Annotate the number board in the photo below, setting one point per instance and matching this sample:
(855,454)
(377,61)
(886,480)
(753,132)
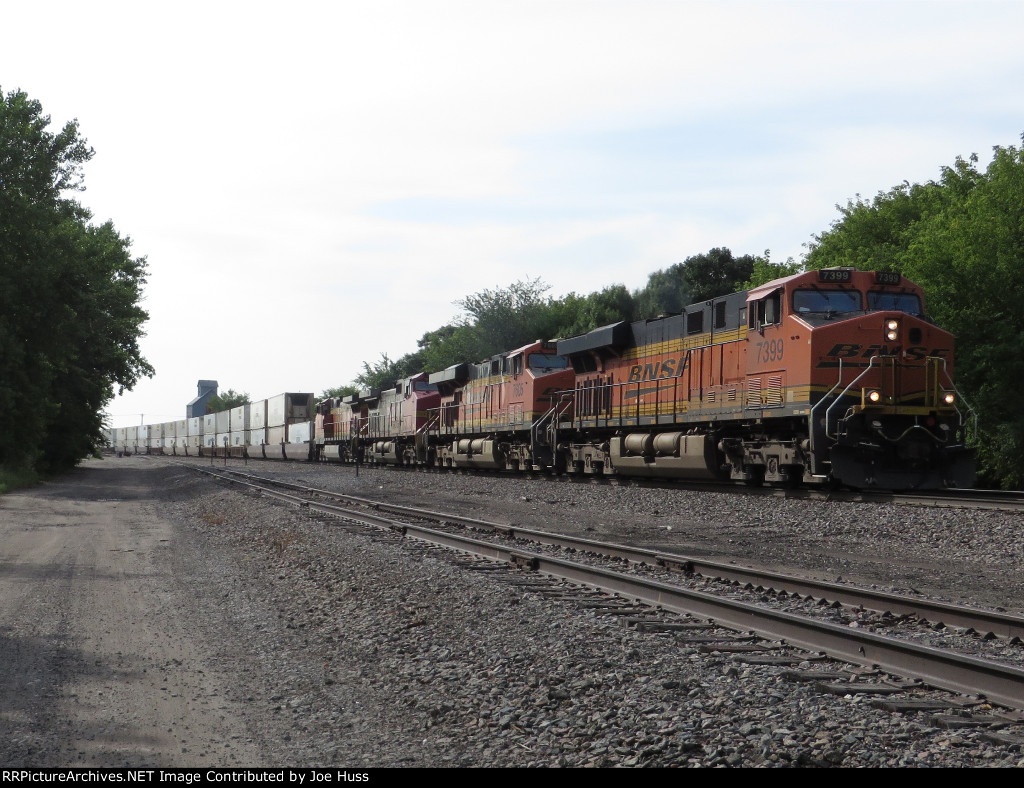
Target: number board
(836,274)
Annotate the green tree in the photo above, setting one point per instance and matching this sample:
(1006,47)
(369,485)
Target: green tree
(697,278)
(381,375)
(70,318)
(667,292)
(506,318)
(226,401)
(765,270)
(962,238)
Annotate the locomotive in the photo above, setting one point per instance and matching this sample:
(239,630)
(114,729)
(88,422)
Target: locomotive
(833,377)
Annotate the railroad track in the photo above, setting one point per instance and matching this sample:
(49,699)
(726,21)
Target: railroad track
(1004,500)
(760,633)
----
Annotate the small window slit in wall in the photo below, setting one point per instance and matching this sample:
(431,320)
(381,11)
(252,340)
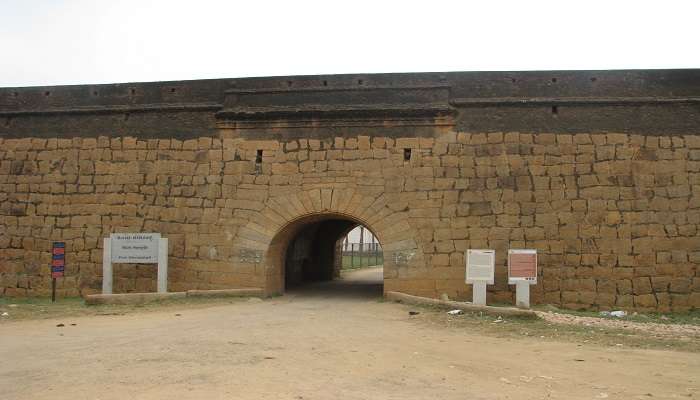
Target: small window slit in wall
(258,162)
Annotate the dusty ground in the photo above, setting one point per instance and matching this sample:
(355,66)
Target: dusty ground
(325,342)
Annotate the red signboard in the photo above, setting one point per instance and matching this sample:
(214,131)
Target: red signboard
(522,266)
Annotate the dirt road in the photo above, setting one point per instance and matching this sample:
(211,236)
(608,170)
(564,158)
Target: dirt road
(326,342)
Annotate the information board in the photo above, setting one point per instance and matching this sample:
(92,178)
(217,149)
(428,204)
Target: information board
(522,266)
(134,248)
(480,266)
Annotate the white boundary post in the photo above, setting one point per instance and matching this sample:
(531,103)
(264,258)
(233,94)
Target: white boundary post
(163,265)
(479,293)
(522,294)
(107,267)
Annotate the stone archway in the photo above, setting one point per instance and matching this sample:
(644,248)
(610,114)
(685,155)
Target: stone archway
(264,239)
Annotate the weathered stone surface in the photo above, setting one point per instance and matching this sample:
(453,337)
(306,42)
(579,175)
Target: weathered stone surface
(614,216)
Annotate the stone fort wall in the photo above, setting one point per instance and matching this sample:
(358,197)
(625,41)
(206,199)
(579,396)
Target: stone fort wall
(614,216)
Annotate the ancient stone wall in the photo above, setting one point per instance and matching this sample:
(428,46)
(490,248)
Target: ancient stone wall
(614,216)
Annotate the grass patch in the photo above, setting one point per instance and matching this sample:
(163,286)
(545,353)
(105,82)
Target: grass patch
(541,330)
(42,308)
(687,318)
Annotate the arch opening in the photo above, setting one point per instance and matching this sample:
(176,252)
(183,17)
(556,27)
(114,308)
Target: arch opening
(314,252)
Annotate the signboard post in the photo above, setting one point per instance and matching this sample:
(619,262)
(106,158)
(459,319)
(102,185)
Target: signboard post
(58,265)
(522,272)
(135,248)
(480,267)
----
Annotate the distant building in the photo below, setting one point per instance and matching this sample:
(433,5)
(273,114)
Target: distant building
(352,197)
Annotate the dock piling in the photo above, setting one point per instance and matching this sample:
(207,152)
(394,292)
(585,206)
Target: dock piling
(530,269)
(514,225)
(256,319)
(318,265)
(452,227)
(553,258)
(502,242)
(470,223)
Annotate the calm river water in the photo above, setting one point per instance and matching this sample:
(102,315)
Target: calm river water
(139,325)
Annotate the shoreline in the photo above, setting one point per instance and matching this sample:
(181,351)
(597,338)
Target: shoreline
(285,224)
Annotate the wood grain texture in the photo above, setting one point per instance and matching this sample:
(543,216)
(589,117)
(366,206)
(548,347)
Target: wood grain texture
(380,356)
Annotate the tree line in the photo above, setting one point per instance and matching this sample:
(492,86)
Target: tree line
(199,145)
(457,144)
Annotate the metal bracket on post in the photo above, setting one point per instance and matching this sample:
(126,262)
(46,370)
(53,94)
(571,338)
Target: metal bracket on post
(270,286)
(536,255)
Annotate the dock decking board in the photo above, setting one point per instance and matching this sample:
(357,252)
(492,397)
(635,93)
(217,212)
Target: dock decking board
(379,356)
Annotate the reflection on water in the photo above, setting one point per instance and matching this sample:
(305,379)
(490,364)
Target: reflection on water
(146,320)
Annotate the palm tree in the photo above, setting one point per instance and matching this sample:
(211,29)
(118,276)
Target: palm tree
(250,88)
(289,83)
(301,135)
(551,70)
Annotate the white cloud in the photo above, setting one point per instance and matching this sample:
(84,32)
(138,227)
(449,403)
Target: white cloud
----
#### Exercise details
If a line in the records includes the string "below", copy it.

#### Finished task
Annotate the number board in the photo below, setting one point per instance and matching this sample:
Annotate the small window slit in wall in the photo below, setting one point per instance and matching this sample:
Annotate the distant building in the photo below, setting one point per instance and matching this sample:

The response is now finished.